begin Extract provided

It's only 11 miles and may not seem very far on the map, yet this drive packs a punch, traversing Bealach na Ba – a winding, single-track road through the mountains of the Applecross peninsula – complete with hairpin bends, jaw-dropping views and plentiful nature sightings. The sign at the bottom says no campervans – please pay heed. Starting from near sea-level at Tornapress next to Loch Kishorn, the road rises to 2054ft (626m) in 5.6 miles (9.1km) of climbing, reaching 20 per cent at its steepest gradient. There is a viewpoint at the top with panoramas across to Skye and beyond on a clear day. You may not want to hang about too long as the reward of a hearty feed awaits at the Applecross Inn (which plans to reopen on July 15) once you descend the other side.

READ MORE: Staycations: The pleasures (and pitfalls) of a 1970s holiday

North East 250

Approx 250 miles, the North East 250 visits the Cairngorms, Strathspey, Moray, Aberdeenshire and Strathdee. Famous for its drier and sunnier climate, the north-east has a fantastic diversity of landscapes, from majestic mountains and wild moorlands to glorious glens, rocky coastlines and pristine beaches, castles, distilleries, golf courses and nature reserves. A suggested starting point is Spittal of Glenshee in the Cairngorms. Travelling clockwise, day one will take you to Aberlour in the heart of whisky country. Day two heads north to meet the coast at Spey Bay before turning east to reach the seaside town of Banff. From there, day three will take you to towards Aberdeen for a suggested overnight at Maryculter. On day four, the NE250 heads west again through Deeside.

end Extract provided

» **Exercise set**
- 1) Set down the passage on Scottish drives from "It's only 11" up to and including "the other side.".
- 2) According to the passage on Scottish drives, what height does the road over Bealach na Ba reach?
- 3) Continue the passage on Scottish drives from its final sentence.

begin Items

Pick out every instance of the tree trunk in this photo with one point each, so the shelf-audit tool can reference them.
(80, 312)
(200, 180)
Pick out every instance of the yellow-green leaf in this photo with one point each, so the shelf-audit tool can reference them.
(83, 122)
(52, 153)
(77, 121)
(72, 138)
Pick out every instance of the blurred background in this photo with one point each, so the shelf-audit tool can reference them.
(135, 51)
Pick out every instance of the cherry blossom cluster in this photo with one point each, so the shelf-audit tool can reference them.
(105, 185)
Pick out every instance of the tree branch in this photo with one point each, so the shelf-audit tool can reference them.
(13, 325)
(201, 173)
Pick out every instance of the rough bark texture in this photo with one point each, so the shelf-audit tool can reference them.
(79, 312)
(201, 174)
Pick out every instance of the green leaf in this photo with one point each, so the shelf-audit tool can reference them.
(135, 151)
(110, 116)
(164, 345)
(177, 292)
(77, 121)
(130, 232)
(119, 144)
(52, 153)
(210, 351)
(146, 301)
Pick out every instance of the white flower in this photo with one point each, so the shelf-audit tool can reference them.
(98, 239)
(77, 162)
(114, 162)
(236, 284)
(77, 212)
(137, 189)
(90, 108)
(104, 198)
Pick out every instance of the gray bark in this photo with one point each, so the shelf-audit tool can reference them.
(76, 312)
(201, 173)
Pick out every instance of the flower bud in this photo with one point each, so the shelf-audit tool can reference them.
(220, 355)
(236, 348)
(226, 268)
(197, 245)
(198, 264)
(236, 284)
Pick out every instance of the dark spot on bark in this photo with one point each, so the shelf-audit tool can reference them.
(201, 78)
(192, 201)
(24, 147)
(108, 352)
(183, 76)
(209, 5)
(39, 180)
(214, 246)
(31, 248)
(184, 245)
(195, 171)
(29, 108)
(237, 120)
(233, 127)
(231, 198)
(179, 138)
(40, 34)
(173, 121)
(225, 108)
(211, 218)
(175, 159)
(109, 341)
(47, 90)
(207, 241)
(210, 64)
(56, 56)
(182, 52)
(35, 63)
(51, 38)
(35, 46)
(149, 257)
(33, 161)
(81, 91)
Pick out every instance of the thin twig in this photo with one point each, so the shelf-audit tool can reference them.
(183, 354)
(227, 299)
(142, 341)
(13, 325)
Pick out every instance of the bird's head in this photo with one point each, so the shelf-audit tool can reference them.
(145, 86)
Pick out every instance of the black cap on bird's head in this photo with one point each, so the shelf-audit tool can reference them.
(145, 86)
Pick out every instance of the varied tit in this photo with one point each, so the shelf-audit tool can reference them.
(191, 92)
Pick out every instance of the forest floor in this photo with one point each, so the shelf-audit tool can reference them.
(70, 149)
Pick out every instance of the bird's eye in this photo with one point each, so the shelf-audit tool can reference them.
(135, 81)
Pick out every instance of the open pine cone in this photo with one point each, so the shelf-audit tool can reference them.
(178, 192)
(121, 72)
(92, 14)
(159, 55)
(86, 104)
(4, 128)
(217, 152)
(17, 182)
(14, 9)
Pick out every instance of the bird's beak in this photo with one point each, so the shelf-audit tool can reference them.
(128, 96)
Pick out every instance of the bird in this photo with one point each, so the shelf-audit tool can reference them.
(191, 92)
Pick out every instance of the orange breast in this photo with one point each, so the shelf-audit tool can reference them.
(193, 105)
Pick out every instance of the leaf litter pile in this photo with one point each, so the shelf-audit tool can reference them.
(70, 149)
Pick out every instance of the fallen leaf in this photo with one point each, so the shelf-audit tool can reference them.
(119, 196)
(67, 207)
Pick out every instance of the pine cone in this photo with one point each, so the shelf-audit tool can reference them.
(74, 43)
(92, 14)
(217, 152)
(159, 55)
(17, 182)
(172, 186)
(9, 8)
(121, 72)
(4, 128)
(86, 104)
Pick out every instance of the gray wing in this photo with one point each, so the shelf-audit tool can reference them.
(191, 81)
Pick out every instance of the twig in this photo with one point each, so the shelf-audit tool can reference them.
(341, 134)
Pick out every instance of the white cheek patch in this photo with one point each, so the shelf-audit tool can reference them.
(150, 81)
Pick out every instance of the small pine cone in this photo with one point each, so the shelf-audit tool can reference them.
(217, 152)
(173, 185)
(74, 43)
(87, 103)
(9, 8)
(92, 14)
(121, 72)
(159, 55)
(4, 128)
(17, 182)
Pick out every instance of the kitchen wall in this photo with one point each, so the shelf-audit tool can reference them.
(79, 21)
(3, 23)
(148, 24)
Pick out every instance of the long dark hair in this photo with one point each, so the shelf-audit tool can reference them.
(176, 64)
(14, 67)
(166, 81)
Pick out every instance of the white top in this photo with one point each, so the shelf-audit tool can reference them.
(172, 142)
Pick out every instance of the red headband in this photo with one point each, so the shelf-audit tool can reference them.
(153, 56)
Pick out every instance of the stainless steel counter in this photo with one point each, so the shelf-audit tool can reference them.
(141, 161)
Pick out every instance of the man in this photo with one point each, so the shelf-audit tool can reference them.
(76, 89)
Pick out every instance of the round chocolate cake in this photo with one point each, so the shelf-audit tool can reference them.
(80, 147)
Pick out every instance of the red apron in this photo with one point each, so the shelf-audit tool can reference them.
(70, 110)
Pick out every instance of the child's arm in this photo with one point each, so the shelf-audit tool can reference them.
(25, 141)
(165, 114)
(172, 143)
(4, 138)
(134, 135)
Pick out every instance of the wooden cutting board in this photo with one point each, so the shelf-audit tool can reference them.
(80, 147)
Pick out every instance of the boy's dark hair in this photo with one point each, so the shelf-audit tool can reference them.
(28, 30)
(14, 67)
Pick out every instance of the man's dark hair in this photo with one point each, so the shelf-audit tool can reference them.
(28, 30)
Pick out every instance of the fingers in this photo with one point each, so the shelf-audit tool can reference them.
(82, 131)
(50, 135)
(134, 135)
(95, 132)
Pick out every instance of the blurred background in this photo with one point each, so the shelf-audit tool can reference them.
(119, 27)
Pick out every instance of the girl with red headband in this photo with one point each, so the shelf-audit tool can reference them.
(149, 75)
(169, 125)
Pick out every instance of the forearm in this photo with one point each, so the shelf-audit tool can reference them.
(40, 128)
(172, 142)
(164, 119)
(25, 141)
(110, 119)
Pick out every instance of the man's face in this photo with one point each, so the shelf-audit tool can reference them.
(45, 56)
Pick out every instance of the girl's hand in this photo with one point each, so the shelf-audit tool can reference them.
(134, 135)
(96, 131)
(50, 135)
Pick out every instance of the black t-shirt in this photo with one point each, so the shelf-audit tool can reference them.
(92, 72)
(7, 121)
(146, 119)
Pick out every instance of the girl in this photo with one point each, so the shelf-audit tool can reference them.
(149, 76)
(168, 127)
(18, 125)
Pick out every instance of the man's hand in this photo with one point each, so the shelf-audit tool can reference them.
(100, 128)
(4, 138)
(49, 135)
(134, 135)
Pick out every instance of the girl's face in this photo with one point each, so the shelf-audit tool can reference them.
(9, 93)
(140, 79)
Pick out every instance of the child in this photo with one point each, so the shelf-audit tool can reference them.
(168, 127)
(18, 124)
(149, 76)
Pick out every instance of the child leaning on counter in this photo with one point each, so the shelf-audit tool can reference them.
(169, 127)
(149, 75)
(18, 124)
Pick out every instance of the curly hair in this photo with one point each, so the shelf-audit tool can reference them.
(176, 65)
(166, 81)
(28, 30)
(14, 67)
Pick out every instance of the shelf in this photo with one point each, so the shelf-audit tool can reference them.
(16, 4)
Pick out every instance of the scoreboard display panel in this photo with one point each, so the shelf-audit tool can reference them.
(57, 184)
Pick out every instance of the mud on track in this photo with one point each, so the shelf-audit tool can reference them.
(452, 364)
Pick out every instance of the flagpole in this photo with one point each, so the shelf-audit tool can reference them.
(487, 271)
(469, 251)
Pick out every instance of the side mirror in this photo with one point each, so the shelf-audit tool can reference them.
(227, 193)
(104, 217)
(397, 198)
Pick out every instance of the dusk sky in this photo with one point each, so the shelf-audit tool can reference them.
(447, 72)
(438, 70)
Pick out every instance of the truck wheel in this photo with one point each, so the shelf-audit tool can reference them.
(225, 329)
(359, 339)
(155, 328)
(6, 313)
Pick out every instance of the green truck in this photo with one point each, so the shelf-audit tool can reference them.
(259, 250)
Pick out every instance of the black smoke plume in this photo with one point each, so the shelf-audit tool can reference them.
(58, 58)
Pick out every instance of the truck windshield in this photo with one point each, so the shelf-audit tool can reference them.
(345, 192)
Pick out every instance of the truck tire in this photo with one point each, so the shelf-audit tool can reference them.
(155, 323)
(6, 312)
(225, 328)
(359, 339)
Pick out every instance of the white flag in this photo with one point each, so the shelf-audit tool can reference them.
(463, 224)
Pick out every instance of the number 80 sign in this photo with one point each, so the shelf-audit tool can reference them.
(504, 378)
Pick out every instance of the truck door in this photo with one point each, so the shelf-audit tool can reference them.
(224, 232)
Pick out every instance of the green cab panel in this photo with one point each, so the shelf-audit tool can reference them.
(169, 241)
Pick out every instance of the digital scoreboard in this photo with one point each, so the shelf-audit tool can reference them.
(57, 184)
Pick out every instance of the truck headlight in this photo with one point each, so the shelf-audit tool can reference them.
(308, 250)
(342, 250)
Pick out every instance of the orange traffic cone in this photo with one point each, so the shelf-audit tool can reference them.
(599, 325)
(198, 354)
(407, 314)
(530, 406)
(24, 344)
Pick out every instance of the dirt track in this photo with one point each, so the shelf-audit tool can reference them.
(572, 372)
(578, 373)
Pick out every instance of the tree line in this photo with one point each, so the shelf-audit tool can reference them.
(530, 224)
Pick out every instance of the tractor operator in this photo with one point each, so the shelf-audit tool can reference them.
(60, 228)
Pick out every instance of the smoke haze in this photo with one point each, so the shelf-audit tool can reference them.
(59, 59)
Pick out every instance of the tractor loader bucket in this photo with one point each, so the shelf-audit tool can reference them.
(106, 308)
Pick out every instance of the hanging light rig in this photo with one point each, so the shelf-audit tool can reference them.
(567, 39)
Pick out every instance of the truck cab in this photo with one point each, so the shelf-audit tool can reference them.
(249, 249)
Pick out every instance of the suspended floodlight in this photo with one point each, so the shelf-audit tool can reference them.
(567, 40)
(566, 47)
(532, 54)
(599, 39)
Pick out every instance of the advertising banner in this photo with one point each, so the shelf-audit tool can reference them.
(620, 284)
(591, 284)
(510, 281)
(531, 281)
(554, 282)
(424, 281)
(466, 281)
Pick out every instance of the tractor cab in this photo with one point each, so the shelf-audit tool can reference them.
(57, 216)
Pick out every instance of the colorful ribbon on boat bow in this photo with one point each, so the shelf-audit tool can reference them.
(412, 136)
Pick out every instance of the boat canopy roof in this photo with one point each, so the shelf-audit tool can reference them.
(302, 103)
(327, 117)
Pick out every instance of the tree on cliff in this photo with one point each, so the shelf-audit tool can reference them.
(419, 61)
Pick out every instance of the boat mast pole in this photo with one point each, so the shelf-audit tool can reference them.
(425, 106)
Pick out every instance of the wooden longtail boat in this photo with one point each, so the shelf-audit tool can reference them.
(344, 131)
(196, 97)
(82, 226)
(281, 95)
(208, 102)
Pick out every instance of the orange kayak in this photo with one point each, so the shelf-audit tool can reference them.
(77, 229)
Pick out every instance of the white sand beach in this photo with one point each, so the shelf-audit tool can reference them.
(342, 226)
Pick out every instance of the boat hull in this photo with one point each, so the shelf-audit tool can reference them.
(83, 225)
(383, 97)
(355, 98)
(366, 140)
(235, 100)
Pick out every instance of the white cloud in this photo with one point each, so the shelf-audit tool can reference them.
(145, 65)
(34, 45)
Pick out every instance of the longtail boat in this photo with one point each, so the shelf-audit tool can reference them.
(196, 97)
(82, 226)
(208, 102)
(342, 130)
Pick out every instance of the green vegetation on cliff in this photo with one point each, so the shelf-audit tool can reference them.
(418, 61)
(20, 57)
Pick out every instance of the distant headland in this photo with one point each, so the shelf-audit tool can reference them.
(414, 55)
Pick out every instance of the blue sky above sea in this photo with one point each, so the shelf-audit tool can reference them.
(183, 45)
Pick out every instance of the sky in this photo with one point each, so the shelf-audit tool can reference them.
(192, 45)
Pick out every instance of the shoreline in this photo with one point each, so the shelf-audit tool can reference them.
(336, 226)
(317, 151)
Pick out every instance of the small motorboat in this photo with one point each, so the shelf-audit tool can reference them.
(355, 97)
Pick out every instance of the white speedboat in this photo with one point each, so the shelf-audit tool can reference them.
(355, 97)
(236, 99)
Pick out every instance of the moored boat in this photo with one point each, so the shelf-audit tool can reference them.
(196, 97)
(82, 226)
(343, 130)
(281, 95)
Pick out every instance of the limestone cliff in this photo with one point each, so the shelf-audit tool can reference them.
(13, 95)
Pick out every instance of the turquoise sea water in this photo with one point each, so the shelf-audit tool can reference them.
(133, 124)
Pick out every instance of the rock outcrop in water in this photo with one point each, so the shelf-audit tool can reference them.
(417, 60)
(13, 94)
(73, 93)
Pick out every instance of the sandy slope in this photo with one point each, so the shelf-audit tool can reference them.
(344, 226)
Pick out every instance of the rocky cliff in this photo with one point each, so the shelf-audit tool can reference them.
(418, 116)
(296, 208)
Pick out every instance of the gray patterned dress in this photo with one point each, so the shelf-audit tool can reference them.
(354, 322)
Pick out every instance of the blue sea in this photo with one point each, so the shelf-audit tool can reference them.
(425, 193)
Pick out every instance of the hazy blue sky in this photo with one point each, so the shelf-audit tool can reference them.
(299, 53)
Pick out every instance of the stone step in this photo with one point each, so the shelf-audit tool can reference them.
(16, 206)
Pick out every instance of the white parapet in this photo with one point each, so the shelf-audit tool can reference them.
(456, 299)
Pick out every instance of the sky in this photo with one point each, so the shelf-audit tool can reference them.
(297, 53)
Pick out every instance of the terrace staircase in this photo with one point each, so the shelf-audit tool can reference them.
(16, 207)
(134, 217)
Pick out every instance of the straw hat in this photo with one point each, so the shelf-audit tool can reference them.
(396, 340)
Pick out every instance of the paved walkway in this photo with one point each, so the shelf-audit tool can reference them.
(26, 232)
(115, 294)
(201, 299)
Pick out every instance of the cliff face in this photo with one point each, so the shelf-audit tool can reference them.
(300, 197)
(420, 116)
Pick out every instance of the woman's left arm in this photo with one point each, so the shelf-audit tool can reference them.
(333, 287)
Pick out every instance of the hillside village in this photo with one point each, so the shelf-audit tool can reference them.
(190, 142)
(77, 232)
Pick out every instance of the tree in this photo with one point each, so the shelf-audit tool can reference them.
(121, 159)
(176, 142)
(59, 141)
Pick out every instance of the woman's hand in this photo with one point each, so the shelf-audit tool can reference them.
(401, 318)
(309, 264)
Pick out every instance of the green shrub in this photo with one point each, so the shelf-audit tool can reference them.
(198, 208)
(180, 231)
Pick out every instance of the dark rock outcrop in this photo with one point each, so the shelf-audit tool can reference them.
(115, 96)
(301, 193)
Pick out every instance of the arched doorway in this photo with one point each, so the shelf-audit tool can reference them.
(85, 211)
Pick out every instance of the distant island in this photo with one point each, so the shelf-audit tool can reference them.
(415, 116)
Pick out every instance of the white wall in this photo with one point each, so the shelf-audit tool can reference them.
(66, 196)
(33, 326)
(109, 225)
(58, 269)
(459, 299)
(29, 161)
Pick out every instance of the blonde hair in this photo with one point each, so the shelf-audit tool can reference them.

end Items

» **Written responses**
- 1)
It's only 11 miles and may not seem very far on the map, yet this drive packs a punch, traversing Bealach na Ba – a winding, single-track road through the mountains of the Applecross peninsula – complete with hairpin bends, jaw-dropping views and plentiful nature sightings. The sign at the bottom says no campervans – please pay heed. Starting from near sea-level at Tornapress next to Loch Kishorn, the road rises to 2054ft (626m) in 5.6 miles (9.1km) of climbing, reaching 20 per cent at its steepest gradient. There is a viewpoint at the top with panoramas across to Skye and beyond on a clear day. You may not want to hang about too long as the reward of a hearty feed awaits at the Applecross Inn (which plans to reopen on July 15) once you descend the other side.

- 2) 2054ft (626m)

- 3)
Orkney mainland

Give yourself all day and head west out of Kirkwall along the A965 to the junction for the A966. From here head north and follow the road in an anti-clockwise direction around the mainland and stop at the iron age Broch of Gurness near Evie. The Neolithic monuments at Orkney's heart – Skara Brae, Maeshowe, Ring of Brodgar and Standing Stones of Stenness – are in easy reach, although temporarily closed. On the west of the mainland is Yesnaby with its towering sandstone cliffs and majestic sea stack which is a wonderful spot to watch the sunset. Heading south, the turn off is on the right, around a third of a mile before the junction where the B9056 meets the A967. No visit to Orkney would be complete without driving over the Churchill Barriers, a series of four causeways linking the mainland to the islands of Lamb Holm, Glims Holm, Burray and South Ronaldsay. Lamb Holm is home to the Italian Chapel, built from two old Nissen huts by prisoners-of-war in 1943. Continue south across Glims Holm and Burray towards the farthest tip of South Ronaldsay and the Tomb of the Eagles, a Neolithic chambered tomb located on a cliff edge.


Ben A'an, Trossachs

A varied yet relatively undemanding walk, of between two and four hours, but Ben A'an is a highly popular fixture with, at the summit, gorgeous views of Loch Katrine, Ben Venue, Ben Lomond and Loch Achray. It's easily accessible if you're travelling by car from Edinburgh or Glasgow; look for the A873 for Aberfoyle and take Duke's Pass, which leads to the Ben A'an car park.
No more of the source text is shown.